◆ Goal of the exercise ◆
Copy the records below in full, keeping each word as it is but omitting the pictures.

┌─ Entries provided

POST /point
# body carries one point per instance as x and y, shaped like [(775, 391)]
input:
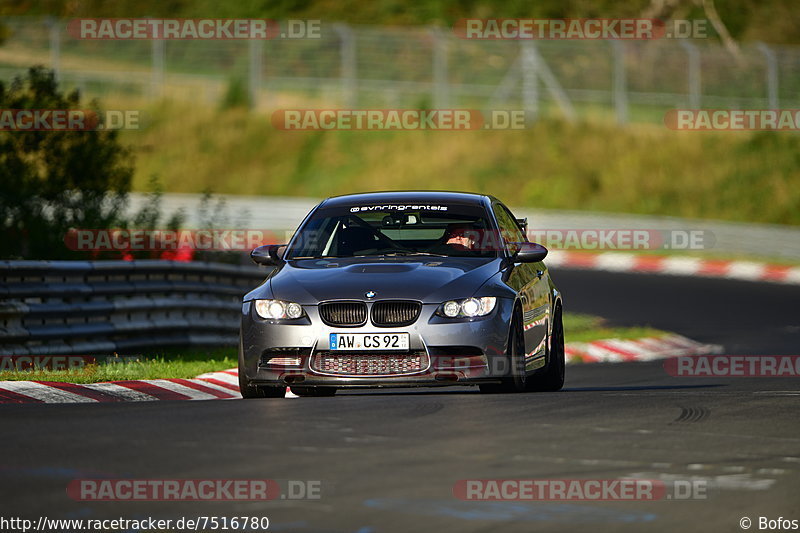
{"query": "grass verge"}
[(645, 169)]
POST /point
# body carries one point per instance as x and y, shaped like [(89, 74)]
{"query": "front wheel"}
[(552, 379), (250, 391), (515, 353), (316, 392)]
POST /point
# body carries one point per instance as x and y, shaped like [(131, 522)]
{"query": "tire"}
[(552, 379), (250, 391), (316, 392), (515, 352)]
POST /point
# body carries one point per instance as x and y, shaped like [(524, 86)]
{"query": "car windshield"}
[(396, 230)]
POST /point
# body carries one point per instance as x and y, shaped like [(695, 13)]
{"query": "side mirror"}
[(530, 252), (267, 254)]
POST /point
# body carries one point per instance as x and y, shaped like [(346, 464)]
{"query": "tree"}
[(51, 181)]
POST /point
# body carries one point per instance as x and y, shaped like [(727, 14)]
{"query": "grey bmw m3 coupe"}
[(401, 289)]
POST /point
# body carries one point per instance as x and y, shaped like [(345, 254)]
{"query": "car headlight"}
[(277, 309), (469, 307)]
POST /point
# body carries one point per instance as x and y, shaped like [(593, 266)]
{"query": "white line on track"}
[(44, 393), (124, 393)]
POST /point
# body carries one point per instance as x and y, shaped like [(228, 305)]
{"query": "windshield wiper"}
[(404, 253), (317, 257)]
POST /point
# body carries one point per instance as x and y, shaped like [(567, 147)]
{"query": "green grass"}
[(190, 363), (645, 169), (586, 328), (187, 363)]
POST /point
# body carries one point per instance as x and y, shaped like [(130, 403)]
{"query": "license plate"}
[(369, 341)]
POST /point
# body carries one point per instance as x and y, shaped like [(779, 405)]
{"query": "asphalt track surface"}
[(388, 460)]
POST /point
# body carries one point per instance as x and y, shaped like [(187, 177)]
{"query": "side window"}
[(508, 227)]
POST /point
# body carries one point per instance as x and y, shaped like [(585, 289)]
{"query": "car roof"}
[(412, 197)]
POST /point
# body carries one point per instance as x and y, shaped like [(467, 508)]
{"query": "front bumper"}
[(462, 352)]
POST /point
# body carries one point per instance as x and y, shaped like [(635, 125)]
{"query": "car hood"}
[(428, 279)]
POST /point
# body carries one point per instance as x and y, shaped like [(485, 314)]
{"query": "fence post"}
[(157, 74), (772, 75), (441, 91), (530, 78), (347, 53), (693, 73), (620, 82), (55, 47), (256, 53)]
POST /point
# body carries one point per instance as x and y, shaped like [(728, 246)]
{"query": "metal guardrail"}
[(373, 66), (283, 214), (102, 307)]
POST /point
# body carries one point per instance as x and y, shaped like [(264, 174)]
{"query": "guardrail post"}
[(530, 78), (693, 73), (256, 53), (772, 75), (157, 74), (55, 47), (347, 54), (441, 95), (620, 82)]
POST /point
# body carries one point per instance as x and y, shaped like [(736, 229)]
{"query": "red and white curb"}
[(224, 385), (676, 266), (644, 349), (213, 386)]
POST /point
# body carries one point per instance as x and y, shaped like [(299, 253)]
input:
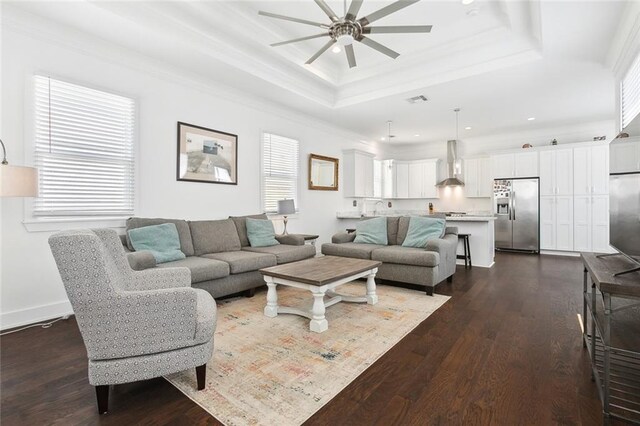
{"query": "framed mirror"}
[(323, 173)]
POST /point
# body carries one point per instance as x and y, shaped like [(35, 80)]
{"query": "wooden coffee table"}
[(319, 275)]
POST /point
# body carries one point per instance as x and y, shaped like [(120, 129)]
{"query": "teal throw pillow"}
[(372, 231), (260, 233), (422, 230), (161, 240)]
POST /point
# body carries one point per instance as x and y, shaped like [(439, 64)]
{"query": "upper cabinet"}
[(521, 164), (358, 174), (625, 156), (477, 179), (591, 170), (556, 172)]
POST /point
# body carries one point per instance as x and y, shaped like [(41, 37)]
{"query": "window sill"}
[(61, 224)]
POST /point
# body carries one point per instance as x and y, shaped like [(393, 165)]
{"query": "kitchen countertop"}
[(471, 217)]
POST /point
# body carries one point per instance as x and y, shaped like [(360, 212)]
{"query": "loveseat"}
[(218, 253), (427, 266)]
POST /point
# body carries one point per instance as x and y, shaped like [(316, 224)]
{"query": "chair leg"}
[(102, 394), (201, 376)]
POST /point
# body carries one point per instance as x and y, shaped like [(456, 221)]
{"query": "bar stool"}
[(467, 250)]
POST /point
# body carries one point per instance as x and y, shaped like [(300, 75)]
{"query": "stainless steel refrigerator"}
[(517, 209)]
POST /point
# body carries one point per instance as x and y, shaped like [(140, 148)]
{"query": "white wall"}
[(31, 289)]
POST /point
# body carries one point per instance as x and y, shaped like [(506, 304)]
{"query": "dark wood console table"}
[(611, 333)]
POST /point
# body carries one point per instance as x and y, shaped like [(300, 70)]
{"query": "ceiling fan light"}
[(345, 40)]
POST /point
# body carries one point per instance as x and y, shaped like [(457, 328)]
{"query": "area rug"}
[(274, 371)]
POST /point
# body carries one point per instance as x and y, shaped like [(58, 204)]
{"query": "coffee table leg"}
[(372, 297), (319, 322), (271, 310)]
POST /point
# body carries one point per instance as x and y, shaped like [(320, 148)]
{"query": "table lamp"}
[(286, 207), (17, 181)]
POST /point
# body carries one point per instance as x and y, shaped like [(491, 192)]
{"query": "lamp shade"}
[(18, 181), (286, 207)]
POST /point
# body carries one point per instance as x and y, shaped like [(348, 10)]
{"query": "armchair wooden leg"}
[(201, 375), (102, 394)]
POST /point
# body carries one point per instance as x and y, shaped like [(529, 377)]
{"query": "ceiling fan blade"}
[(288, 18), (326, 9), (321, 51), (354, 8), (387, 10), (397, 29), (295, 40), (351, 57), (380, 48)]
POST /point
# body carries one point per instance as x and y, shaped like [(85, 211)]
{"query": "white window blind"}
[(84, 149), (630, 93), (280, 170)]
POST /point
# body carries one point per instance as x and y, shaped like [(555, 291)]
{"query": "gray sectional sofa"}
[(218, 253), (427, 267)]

└─

◆ Completed task ◆
POST /point
# body carries one point per instance as x and y, shaped like [(775, 391)]
input:
{"query": "grass verge"}
[(645, 169)]
POST /point
# body carries one point per instance as x and y, shaped like [(89, 74)]
{"query": "front wheel"}
[(552, 379), (250, 391), (515, 353), (316, 392)]
POST /point
# body carries one point per instance as x and y, shaped like [(131, 522)]
{"query": "tire"}
[(552, 379), (250, 391), (316, 392), (515, 352)]
POST /point
# body carries one point per instance as x and y, shaped like [(524, 86)]
{"query": "car windshield"}
[(396, 230)]
POST /point
# body carries one point per instance as x and y, shaped like [(695, 13)]
{"query": "side mirror"}
[(530, 252), (267, 254)]
POST /point
# body carries one point per instance as x and y, shaped like [(346, 464)]
{"query": "tree"}
[(51, 181)]
POST /point
# body carries one point per instance as x and y, shaped like [(727, 14)]
{"query": "grey bmw m3 coupe"}
[(401, 289)]
POST /point
# body carries one point per instance as x and y, shaped like [(345, 254)]
{"query": "car headlight"}
[(277, 309), (469, 307)]
POST /point
# body carries one point per instance as x and y, shaped like [(593, 266)]
{"query": "white line on track"}
[(44, 393), (124, 393)]
POST /point
# body carries one point per instance as x and y, shaped like [(228, 305)]
{"query": "windshield wiper"}
[(404, 253), (317, 257)]
POST /point
# body carries one point per instance as x and y, shaped like [(567, 147)]
{"query": "green grass"}
[(190, 363), (645, 169), (586, 328), (187, 363)]
POST /point
# body carries one point per instance as x and y, shaped like [(130, 403)]
{"query": "license plate"}
[(369, 341)]
POST /point
# body carries one point per instance as x and y, shaped like [(779, 405)]
{"query": "asphalt track surface"}
[(388, 460)]
POST /point
# body carries one point per instance as x and y, shaped like [(187, 177)]
{"query": "side window"}
[(508, 227)]
POST /point
# body carries one point per instance as x and y, shaped like [(585, 289)]
{"query": "car roof"}
[(412, 197)]
POST /point
# body carries one point per instance as x and y, shaped like [(467, 508)]
{"query": "front bumper"}
[(462, 352)]
POST /point
# body carries one point per instance as x and y, shaped like [(635, 125)]
{"query": "car hood"}
[(428, 279)]
POST /point
# body carries one point per instance as x and y, shaped like [(485, 314)]
{"query": "fence post"}
[(157, 74), (772, 75), (441, 91), (530, 78), (347, 53), (693, 73), (620, 82), (55, 47), (256, 53)]
POST /point
# body carries one point per instance as x and y, shaped like [(728, 246)]
{"query": "metal guardrail"}
[(373, 66), (283, 214), (102, 307)]
POST /point
# body carries one point per instance as x and y, shaped like [(264, 174)]
{"query": "guardrail post"}
[(530, 78), (693, 73), (256, 53), (772, 75), (157, 74), (55, 47), (347, 54), (441, 95), (620, 82)]
POST /point
# body carries one point per instance as x and y, shaped like [(736, 229)]
{"query": "red and white curb"}
[(224, 385), (676, 266), (644, 349), (213, 386)]
POST /point
# body carries one point per instance as x and y, shaped like [(299, 253)]
input:
{"query": "framed mirror"}
[(323, 173)]
POST /point
# body carries one point per instance as x and y, shaped like [(35, 80)]
{"query": "wooden coffee table"}
[(319, 275)]
POST /point
# body carries one point per instance as x and y, shaped like [(120, 129)]
{"query": "teal throw pillow"}
[(372, 231), (260, 233), (422, 230), (161, 240)]
POST /point
# body carries one point per instance as x and y, shaped like [(439, 64)]
{"query": "upper cabinet"}
[(521, 164), (358, 174), (625, 156), (477, 179), (591, 170), (556, 172)]
POST /point
# body carries one point per instance as x and y, shaped like [(41, 37)]
{"query": "window sill"}
[(61, 224)]
POST /point
# body carries one point per instance as x and y, shaped like [(393, 165)]
{"query": "kitchen countertop"}
[(471, 217)]
POST /point
# body carries one point per instance as x and y, shaped like [(360, 212)]
{"query": "loveseat"}
[(218, 253), (427, 266)]
POST /point
# body carries one point per instance as x and y, shaped like [(316, 224)]
{"query": "chair leg"}
[(102, 394), (201, 376)]
POST /point
# body carries one point per instance as x and y, shaped like [(456, 221)]
{"query": "bar stool"}
[(467, 250)]
POST /point
# body carries one point per instance as x and y, shaped like [(300, 75)]
{"query": "stainless steel refrigerator"}
[(517, 209)]
POST /point
# body carries one point per instance as x and y, shaped like [(140, 148)]
{"query": "white wall"}
[(31, 289)]
POST /point
# body carries one point per instance as x and y, shaped like [(506, 304)]
{"query": "dark wood console table"}
[(611, 333)]
POST /point
# body carries one point per instance as x and y, shaped like [(300, 70)]
{"query": "ceiling fan light"}
[(345, 40)]
POST /point
# body carries one point per instance as x and y, shaped like [(457, 328)]
{"query": "area rug"}
[(274, 371)]
POST /point
# body carries one point per instance as x and y, shaped like [(58, 204)]
{"query": "coffee table leg"}
[(372, 297), (319, 322), (271, 310)]
POST /point
# body carries one point per instance as x and y, shaped like [(320, 148)]
{"query": "table lamp"}
[(286, 207), (17, 181)]
POST /point
# body carries one point per instance as x and y, shaped like [(491, 192)]
{"query": "lamp shade"}
[(18, 181), (286, 207)]
POST /point
# body carries one point per instance as x and y, shaped like [(348, 10)]
{"query": "armchair wooden leg"}
[(201, 375), (102, 394)]
POST /point
# body carries one point per instance as x and y, shaped like [(529, 377)]
{"query": "ceiling fan blade"}
[(288, 18), (326, 9), (321, 51), (354, 8), (387, 10), (397, 29), (295, 40), (351, 57), (380, 48)]
POST /point
# body carries one point per instance as x and y, shaped like [(85, 211)]
{"query": "white window blind"}
[(84, 149), (630, 93), (280, 170)]
POST /point
# body carries one point per instance as x and y, shaped like [(555, 291)]
{"query": "gray sectional sofa"}
[(218, 253), (427, 267)]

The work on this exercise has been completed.